** Begin Listed entries **

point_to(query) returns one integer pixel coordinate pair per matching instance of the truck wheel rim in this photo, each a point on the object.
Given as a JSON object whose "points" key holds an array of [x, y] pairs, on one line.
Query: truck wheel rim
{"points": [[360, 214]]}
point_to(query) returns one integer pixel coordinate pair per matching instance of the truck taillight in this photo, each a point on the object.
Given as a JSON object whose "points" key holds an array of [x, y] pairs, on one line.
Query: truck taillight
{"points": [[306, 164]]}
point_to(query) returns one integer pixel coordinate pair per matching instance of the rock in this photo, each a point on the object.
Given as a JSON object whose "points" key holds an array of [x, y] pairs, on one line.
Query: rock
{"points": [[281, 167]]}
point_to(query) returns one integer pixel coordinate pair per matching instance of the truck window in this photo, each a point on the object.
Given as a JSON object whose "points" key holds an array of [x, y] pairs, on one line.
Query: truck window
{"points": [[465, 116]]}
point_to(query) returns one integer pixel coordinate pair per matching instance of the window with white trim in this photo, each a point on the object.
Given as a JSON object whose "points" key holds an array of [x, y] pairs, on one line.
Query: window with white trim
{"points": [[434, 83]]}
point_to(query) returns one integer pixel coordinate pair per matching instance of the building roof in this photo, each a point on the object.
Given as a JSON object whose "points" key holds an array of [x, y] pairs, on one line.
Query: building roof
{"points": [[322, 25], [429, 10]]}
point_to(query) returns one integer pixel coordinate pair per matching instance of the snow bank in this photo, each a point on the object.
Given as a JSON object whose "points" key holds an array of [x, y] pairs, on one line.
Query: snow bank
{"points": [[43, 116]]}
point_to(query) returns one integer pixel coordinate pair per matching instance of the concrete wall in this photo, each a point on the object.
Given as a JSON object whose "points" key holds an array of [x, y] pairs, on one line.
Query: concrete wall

** End Listed entries **

● Written task:
Write each line of the stored data above as one string in a JSON list, keeping every entry and skipping blank lines.

● Written response:
[
  "point_to(query) returns one integer pixel coordinate pair per matching instance of the truck wheel rim in this photo, each a point on the object.",
  "Given as a JSON object whose \"points\" key holds an array of [x, y] pairs, on one line.",
  "Query: truck wheel rim",
  "{\"points\": [[360, 214]]}",
  "point_to(query) returns one integer pixel coordinate pair per matching instance of the truck taillight in this photo, each a point on the object.",
  "Given as a JSON object whose \"points\" key holds an array of [x, y] pairs, on one line.",
  "Query: truck taillight",
  "{\"points\": [[306, 164]]}",
  "point_to(query) returns one integer pixel coordinate pair per matching instance of the rock in this photo, each a point on the object.",
  "Given as a JSON object whose \"points\" key holds an array of [x, y] pairs, on one line.",
  "Query: rock",
  "{\"points\": [[281, 167]]}",
  "point_to(query) returns one integer pixel coordinate pair per matching instance of the truck window in this photo, each a point on the object.",
  "Given as a JSON object whose \"points\" key holds an array of [x, y] pairs, on one line.",
  "Query: truck window",
  "{\"points\": [[465, 116]]}",
  "point_to(query) returns one integer pixel coordinate pair per matching instance of the window with white trim in this photo, each a point on the object.",
  "Given as a JSON object whose \"points\" key holds an array of [x, y] pairs, on one line.",
  "Query: window with white trim",
  "{\"points\": [[434, 83]]}",
  "point_to(query) returns one integer pixel coordinate pair per matching instance of the building roof in this photo, each a point on the object.",
  "Given as a JSON object whose \"points\" key holds an array of [x, y] pairs, on one line.",
  "Query: building roof",
  "{\"points\": [[322, 25], [429, 10]]}",
  "point_to(query) returns one integer pixel coordinate pair per matching instance of the snow bank in this photo, each a point on the object.",
  "Given as a JSON object whose \"points\" key holds an array of [x, y] pairs, on one line.",
  "Query: snow bank",
  "{\"points\": [[43, 116]]}",
  "point_to(query) returns one integer pixel coordinate pair per matching instance of the concrete wall in this photo, each a point on the object.",
  "Given as a JSON object whose \"points\" key holds an array of [x, y] pairs, on one line.",
  "Query: concrete wall"
]